2019-12-30 21:02:25 | 父の闘病
今年一年をふり返るとなると、やはり半年以上に及んだ父の入院を外すことはできない。その間、大勢の方々にお世話になったのは言うまでもないが、今回は6、7月に民間病院に転院していた時のことを書いてみたい。

父は2月の最初の入院で声帯のポリープを切除、しかし組織検査の結果がんが見つかって、3月に放射線治療とPET検査でがんの可能性が出た大腸のポリープ検査のために再入院した。大腸は陰性であったけれど、放射線治療の合併症で声帯に癒着が生じ、窒息の危険があるということで5月上旬気管切開の手術を受けた。食事が再開になってまずプリンを食べたところ、その一部はのどに装着されたカニューレから出てきてしまった。食事は再び中断されて鼻から栄養剤を入れることになった。胃ろうを勧められたが父は断った。そして嚥下のチームに入ってもらってゼリーひと口から飲み込みのリハビリが始まった。転院の話があったのはその頃だった。嚥下のリハビリを続けてある程度体力を回復してから気管切開を閉鎖ということになれば、入院は90日以上になってしまう。一度転院して1ヶ月後に戻って癒着切除の手術をして、経過が良ければ気管切開の閉鎖ができるかもしれないという提案だった。当院は急性疾患の治療はするけれど慢性的な疾患は他院でと、また婦長さんからはかんの治療は終わったとも言われた。

しかし当時は正直言って、そう言われても・・・という心境だった。何事もなければ放射線でがんの治療は終わって退院できるはずであった。それが喉に穴があいてカニューレがついてどうみても治ったというより悪くなっている。がんの治療は放射線治療をもって終了したから移ってくれと言われても、すんなりとは受け入れられなかった。そうは言っても、どうも90日以上は置いてもらえない雰囲気で、こちらからは2つの事をお願いした。その頃父は嚥下のリハビリを頑張っていて、好きではないゼリーを苦労しながら飲み込んでいた。このリハビリは家族にとっても大きな希望だった。嚥下のリハビリを続けられる所をお願いしたいというのが一つ目、もう一つは母も足が悪くてバリアフリーではない芸備線での移動は難しく、母がバスを乗り継いで行ける所にしてほしい、この二つだった。この条件で病院の患者総合支援センターの方に探してもらった結果、安佐南区の民間病院への転院が決まった。転院担当の方によると「専門ではないけれど、気管切開の患者さんを多数受け入れている」とのことだった。この時は「専門ではない」をそんなに深刻には受け止めていなかった。

◆ 提供データ
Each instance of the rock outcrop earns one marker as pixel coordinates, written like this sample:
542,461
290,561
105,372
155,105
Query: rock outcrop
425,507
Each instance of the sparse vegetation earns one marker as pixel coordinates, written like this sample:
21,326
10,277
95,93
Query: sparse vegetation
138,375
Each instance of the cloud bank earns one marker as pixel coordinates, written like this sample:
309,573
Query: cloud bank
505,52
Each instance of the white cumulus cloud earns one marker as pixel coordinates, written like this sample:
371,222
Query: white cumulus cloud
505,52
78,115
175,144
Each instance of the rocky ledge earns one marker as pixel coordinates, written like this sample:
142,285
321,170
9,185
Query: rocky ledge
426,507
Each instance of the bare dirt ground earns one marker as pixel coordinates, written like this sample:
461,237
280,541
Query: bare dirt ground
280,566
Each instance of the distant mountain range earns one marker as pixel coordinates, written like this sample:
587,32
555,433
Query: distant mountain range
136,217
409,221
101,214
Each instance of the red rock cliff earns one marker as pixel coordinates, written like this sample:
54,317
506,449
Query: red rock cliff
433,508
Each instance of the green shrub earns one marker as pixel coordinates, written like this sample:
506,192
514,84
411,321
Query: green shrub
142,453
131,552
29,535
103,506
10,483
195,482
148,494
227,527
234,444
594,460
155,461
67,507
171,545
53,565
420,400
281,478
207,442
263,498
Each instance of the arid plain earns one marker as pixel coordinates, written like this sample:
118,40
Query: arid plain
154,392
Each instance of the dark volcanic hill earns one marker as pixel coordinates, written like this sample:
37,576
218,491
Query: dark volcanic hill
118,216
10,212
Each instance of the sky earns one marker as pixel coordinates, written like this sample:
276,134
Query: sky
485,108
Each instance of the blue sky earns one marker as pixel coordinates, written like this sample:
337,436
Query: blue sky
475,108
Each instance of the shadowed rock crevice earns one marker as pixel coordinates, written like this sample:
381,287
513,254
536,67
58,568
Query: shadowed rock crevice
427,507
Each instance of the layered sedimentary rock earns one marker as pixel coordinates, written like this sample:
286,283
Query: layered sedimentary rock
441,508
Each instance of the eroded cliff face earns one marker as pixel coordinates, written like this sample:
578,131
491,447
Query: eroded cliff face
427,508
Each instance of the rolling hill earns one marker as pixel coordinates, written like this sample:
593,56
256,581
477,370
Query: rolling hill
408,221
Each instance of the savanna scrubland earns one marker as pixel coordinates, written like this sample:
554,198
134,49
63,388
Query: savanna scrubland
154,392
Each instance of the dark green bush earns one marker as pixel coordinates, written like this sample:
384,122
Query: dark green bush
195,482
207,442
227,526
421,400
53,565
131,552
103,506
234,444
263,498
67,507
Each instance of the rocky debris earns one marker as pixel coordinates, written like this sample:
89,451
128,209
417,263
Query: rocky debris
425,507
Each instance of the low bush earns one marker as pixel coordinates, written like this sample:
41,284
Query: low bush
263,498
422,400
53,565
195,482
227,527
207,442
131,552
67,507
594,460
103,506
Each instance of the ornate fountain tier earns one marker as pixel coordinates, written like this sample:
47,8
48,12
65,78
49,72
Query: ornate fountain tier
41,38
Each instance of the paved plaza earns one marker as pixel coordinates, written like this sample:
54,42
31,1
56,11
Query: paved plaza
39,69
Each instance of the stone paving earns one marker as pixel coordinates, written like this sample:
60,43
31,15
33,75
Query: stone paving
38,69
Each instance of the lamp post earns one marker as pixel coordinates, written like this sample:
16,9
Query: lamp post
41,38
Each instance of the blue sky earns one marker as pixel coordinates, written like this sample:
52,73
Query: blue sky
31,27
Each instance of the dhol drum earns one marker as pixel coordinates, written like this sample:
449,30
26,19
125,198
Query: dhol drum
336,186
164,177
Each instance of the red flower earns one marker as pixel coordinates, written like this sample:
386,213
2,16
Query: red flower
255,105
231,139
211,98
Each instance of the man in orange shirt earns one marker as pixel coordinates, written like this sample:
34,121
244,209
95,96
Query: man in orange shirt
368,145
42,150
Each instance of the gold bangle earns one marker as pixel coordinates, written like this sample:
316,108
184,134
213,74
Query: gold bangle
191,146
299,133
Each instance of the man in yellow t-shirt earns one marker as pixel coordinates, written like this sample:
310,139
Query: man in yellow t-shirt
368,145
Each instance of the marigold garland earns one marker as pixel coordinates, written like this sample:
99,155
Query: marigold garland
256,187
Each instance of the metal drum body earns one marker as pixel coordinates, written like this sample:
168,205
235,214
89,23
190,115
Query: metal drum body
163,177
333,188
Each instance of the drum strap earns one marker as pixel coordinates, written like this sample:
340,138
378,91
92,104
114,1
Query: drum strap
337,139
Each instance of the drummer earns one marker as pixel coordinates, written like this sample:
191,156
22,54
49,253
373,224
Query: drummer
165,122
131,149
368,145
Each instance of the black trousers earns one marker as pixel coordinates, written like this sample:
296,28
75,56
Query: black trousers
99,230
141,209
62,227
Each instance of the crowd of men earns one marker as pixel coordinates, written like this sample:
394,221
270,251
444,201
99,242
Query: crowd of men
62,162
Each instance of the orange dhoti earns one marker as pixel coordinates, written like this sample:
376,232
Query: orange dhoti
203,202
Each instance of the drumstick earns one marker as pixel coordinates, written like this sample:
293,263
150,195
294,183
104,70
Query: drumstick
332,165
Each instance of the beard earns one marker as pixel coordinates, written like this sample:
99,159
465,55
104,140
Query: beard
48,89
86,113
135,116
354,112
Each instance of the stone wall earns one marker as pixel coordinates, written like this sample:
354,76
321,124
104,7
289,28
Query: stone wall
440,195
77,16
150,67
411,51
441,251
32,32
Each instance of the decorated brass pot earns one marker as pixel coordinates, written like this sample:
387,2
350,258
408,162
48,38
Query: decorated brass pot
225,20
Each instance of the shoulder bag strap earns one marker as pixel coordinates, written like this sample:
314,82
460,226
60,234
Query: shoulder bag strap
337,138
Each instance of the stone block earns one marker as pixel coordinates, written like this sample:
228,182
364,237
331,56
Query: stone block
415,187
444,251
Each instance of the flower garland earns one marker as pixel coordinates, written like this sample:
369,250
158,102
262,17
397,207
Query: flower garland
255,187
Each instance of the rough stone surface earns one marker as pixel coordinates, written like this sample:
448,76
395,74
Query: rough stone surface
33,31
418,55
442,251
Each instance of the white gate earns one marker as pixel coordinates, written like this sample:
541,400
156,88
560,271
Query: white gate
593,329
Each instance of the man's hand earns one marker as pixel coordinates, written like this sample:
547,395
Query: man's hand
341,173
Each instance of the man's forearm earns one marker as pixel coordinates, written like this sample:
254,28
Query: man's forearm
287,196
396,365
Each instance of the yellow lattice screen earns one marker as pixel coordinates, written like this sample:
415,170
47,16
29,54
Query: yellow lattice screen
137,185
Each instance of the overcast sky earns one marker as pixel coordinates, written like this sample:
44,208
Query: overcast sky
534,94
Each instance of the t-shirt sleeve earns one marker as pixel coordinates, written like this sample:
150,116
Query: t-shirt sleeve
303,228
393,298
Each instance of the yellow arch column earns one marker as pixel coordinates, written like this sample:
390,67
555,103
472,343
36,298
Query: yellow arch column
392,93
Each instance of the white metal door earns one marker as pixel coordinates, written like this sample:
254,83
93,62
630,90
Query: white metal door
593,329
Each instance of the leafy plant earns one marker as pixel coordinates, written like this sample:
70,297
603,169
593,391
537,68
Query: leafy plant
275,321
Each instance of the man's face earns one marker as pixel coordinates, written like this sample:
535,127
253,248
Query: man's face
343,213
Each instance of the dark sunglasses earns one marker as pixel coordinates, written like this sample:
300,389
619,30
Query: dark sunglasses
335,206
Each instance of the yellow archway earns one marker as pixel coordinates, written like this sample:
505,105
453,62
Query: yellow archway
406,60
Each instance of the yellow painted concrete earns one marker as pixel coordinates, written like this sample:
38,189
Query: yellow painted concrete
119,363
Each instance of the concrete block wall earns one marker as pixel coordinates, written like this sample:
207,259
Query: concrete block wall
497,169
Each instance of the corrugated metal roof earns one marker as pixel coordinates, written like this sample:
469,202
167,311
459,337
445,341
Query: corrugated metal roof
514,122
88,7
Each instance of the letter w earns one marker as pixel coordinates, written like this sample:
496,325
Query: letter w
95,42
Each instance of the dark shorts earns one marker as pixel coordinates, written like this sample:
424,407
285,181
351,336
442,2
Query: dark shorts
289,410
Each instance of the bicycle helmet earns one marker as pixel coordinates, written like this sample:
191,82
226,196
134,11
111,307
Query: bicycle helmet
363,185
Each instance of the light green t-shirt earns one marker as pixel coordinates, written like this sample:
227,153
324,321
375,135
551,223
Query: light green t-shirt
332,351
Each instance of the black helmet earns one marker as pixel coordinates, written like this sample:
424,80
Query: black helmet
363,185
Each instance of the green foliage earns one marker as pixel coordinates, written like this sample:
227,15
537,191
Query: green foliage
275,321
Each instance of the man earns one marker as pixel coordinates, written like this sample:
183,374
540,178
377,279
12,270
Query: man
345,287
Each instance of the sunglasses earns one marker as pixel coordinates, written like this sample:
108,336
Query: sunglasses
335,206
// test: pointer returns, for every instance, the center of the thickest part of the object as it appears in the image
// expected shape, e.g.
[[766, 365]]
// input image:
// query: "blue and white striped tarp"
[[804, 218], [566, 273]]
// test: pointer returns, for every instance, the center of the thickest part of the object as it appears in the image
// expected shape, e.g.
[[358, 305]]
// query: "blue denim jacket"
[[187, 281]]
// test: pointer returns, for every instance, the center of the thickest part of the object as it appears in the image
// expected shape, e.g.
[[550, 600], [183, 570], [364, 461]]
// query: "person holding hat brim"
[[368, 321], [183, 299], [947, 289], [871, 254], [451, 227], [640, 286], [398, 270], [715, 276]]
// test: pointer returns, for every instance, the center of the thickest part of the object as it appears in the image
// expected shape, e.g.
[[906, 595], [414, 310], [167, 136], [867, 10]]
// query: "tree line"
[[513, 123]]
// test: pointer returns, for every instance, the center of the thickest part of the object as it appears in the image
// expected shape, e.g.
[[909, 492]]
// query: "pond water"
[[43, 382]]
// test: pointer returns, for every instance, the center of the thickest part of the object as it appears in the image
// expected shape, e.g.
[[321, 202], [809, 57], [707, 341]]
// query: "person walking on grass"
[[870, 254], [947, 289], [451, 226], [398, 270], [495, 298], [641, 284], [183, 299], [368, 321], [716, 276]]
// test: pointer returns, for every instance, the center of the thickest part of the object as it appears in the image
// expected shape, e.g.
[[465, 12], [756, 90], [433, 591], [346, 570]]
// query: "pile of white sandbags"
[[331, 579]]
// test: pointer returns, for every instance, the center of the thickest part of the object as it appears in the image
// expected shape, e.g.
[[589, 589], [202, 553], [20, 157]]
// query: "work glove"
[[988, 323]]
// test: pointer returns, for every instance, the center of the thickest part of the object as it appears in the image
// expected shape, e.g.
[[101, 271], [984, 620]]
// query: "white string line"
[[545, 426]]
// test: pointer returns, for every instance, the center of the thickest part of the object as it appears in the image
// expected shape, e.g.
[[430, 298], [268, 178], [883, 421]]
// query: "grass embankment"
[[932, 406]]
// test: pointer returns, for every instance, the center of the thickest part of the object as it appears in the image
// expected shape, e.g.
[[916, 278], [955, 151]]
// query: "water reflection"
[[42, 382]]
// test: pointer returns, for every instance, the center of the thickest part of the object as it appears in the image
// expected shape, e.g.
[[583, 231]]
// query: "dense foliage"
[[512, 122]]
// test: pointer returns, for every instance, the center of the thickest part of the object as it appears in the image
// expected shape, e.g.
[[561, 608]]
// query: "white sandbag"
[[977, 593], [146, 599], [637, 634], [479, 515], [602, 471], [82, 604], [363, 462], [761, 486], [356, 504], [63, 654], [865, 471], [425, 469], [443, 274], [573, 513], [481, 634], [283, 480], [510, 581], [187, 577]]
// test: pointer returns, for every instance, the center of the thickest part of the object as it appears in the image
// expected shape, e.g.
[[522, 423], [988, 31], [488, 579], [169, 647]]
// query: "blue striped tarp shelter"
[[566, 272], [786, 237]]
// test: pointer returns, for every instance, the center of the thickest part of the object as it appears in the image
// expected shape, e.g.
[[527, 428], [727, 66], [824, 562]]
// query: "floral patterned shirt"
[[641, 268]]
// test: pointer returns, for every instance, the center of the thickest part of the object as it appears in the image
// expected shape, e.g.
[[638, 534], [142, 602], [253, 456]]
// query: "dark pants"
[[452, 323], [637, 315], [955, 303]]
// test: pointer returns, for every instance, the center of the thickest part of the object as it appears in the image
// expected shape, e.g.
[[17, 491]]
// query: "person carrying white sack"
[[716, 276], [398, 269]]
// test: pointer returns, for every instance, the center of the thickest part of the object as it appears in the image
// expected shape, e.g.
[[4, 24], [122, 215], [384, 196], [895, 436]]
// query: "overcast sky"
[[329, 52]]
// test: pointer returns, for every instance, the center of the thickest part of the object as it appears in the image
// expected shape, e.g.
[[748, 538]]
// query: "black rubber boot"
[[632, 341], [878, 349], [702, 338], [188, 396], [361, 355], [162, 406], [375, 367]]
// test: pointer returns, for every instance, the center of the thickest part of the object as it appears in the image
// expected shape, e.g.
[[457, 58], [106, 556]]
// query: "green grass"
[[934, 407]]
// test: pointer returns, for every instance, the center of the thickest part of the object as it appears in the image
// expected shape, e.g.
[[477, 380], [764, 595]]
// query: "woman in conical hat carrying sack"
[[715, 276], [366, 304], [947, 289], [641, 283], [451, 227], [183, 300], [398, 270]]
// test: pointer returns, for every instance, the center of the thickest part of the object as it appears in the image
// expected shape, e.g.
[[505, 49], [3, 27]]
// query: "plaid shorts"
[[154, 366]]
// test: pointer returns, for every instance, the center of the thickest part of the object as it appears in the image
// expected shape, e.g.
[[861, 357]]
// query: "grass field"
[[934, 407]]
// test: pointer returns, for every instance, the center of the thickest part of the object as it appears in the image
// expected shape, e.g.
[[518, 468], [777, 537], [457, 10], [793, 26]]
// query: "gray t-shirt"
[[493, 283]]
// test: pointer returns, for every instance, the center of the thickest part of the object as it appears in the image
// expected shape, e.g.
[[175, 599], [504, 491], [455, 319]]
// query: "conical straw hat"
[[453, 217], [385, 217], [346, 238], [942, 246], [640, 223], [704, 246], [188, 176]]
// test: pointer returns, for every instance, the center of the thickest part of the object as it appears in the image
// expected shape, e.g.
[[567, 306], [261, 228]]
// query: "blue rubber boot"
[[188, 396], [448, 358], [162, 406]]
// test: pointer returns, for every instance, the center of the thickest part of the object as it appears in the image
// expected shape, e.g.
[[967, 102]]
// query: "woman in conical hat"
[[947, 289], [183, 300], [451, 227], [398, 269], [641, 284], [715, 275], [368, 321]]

◆ 課題一覧
1. 父の闘病の文章のうち、「2019-12-30 21:02:25 | 父の闘病」から「治療は終わったとも言われた。」までを一字一句そのまま書き写してください。
2. 父の闘病の文章を読んで、次の問いに答えてください。
(a) 父が気管切開の手術を受けたのはいつですか。
(b) 食事が再開になったとき、父が最初に食べたものは何ですか。
(c) 転院先に決まった民間病院は何区にありますか。
3. 父の闘病の文章を、最後の文のあとから書き続けてください。

◆ 課題の答え
1.
2019-12-30 21:02:25 | 父の闘病
今年一年をふり返るとなると、やはり半年以上に及んだ父の入院を外すことはできない。その間、大勢の方々にお世話になったのは言うまでもないが、今回は6、7月に民間病院に転院していた時のことを書いてみたい。

父は2月の最初の入院で声帯のポリープを切除、しかし組織検査の結果がんが見つかって、3月に放射線治療とPET検査でがんの可能性が出た大腸のポリープ検査のために再入院した。大腸は陰性であったけれど、放射線治療の合併症で声帯に癒着が生じ、窒息の危険があるということで5月上旬気管切開の手術を受けた。食事が再開になってまずプリンを食べたところ、その一部はのどに装着されたカニューレから出てきてしまった。食事は再び中断されて鼻から栄養剤を入れることになった。胃ろうを勧められたが父は断った。そして嚥下のチームに入ってもらってゼリーひと口から飲み込みのリハビリが始まった。転院の話があったのはその頃だった。嚥下のリハビリを続けてある程度体力を回復してから気管切開を閉鎖ということになれば、入院は90日以上になってしまう。一度転院して1ヶ月後に戻って癒着切除の手術をして、経過が良ければ気管切開の閉鎖ができるかもしれないという提案だった。当院は急性疾患の治療はするけれど慢性的な疾患は他院でと、また婦長さんからはかんの治療は終わったとも言われた。

2.
(a) 5月上旬
(b) プリン
(c) 安佐南区

3.
そして6月下旬の月曜日、ちょうど入院90日目となる日に転院となった。ここでの主治医は呼吸器内科の先生で、転院先の病院には耳鼻科は無かった。しかし、気管切開は呼吸器で問題なく診てもらえると思っていた。ところが、この先生「耳鼻科のことはわからん」と言ってカニューレに触ろうともしない。そういうものなのかどうか、素人の私にはわからない。熱を計って肺炎をケアしつつ、眠れないと言えば安定剤などを処方、そういう治療だった。一方、リハビリの方は嚥下、上半身、下半身と3人の担当者が毎日来て充実していた。栄養士も毎日のように昼食時に来て何が食べられるかチェックされていた。実はこの病院、地元在住の叔母に聞いても、またサッカーの知り合いに聞いても評判はかなり悪かった。父が入院しているのは2階であったが、3階の6人部屋に入れられると生きて出てくるのは難しいという噂であった。しかし、看護師さんのモチベーションも高くて吸痰も問題なく、耳鼻科がないことを除けば居心地は悪くなかった。このまま無事に一ヶ月過ぎてくれたら何の問題もなかった。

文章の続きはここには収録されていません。